::: PASSAGE GIVEN :::

The theoretical consequences of this correspondence are of fundamental importance because they
prompt the second axiom of gnostics, the **composition law** for uncertain data^{[6]}. This motivation is
strong because it is derived from the energy-momentum conservation law of relativistic physics.
This composition for uncertain data is necessary to ensure that composed data are consistently
mapped onto the composed physical objects.

The correspondence between gnostics and relativistic mechanics might seem far fetched, but only
at first sight. A correspondence has existed for centuries between classical (Newtonian) mechanics
and the main characteristics of uncertainty that are used in statistics: the arithmetic mean of
data corresponds to the center of mass of a system of (Newtonian) particles, variance of data
corresponds to the kinetic energy of the particles and covariances correspond to particles'
momenta. Under these circumstances, the additive composition law used in statistics for both data
and the first and second statistical momenta can be viewed as having been based on the composition
law of Newtonian mechanics. This correspondence did not come about by chance: to fit the assumed
(elliptical) orbits of the planets to the observations of their actual positions, it was
**natural** to minimize errors expressed in terms of the energy and momenta of the deviations of
the
theoretical orbits from the observed points. Let us be consistent and also accept the adjective
``natural'' for the gnostic axioms because they not only conform to the nature of data but also
lead to such unexpected consequences as entropy and information changes caused by uncertainty and
their strong correspondence with the (experimentally verified) relativistic mechanics.

::: DATA SECTION :::

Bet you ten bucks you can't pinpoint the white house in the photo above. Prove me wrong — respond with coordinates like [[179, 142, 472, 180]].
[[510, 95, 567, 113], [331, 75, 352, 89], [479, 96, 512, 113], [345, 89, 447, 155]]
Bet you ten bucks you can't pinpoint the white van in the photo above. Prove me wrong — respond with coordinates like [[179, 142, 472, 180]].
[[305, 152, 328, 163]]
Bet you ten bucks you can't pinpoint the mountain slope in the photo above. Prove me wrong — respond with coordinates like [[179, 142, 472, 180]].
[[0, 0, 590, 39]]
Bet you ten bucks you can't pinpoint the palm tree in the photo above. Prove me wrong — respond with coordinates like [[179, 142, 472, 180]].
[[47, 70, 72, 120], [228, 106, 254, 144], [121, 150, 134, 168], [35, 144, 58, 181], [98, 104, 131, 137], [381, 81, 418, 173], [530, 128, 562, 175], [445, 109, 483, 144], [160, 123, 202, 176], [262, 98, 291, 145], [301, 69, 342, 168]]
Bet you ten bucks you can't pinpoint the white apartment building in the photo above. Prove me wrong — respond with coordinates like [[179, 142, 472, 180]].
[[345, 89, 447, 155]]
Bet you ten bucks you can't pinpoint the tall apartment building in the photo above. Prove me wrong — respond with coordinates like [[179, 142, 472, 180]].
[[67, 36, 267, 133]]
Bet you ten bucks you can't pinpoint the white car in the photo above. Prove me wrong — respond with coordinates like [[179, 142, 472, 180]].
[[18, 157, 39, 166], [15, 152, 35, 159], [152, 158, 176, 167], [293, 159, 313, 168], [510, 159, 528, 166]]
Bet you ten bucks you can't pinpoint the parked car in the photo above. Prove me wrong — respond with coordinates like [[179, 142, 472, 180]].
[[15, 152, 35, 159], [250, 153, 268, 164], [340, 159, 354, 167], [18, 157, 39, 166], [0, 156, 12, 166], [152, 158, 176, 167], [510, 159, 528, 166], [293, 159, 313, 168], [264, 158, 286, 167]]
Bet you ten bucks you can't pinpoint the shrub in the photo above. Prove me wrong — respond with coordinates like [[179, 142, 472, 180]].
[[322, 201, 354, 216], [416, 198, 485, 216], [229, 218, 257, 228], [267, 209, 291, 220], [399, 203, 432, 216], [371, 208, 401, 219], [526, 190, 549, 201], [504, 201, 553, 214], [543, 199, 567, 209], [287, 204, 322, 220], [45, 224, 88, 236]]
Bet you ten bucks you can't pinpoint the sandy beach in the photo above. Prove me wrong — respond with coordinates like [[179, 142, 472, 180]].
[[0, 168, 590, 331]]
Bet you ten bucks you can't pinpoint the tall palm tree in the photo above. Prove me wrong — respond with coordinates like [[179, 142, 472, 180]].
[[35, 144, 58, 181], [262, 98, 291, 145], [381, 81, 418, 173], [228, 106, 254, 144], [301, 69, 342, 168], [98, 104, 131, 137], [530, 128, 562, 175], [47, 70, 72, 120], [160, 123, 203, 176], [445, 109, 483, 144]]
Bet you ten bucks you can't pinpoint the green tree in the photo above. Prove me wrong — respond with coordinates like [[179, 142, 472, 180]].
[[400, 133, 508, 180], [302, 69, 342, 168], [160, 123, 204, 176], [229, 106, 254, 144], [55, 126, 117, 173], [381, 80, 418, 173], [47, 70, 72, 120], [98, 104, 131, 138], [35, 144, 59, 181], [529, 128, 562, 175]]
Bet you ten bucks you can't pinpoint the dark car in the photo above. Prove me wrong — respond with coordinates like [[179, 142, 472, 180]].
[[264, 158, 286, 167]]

:::

=== WHAT YOU WILL DO ===
a: In the passage on gnostics and mechanics, what does the arithmetic mean of data correspond to?
b: Continue the passage on gnostics and mechanics from its final sentence.

=== RESULTS IN ORDER ===
a: The center of mass of a system of (Newtonian) particles.

b:
These and other theoretical consequences of the two gnostic axioms lead to results which can be summarized in the following way:

- Using the formulae and procedures of mathematical gnostics maximizes the information quality of results.
- Probability and entropy as measures of uncertainty are
**results**of the gnostic theory and are applicable even for individual data. This frees gnostic methods from the necessity of using a priori models of data. - The variational features of the Ideal Gnostic Cycle show that a close correspondence exist between thermodynamics and information processes.
- A second order partial differential equation which describes the conversion of the information conveyed by an individual datum into its entropy (during quantification) and back into information (during estimation) is proved. The old and well-known idea of `Maxwell's demon' thus obtains a precise mathematical form.
- The impossibility of the estimation process to completely remove the uncertainty introduced during quantification can be interpreted as a parallel to the Second Law of Thermodynamics: a machine which generates information cannot exist and the mining of information from uncertain data is irreversible process.
- The Lorentz-invariant isomorphism of the quantification process with an operation of relativistic mechanics demonstrates the integrity of the idea that information is as much of a dimension of natural processes as space and time coordinates.
- The natural, inherent robustness of gnostic characteristics of data uncertainty is proved: they provide a choice between robustness with respect to outlying or to inlying data (emphasis on either central or peripheral data).
- A close connection between entropy and information content and the probability distribution
of an
**individual**datum is proved. - A demonstration that in the case of a very weak uncertainty (nearly precise data) the gnostic characteristics of uncertainty approach the statistical ones. In other words: the basic statistical formulae provide the same results as those obtained from gnostics in the case of ``good'' data. However, in the case of ``bad'' data, gnostic formulae should be used so as to minimize the uncertainty.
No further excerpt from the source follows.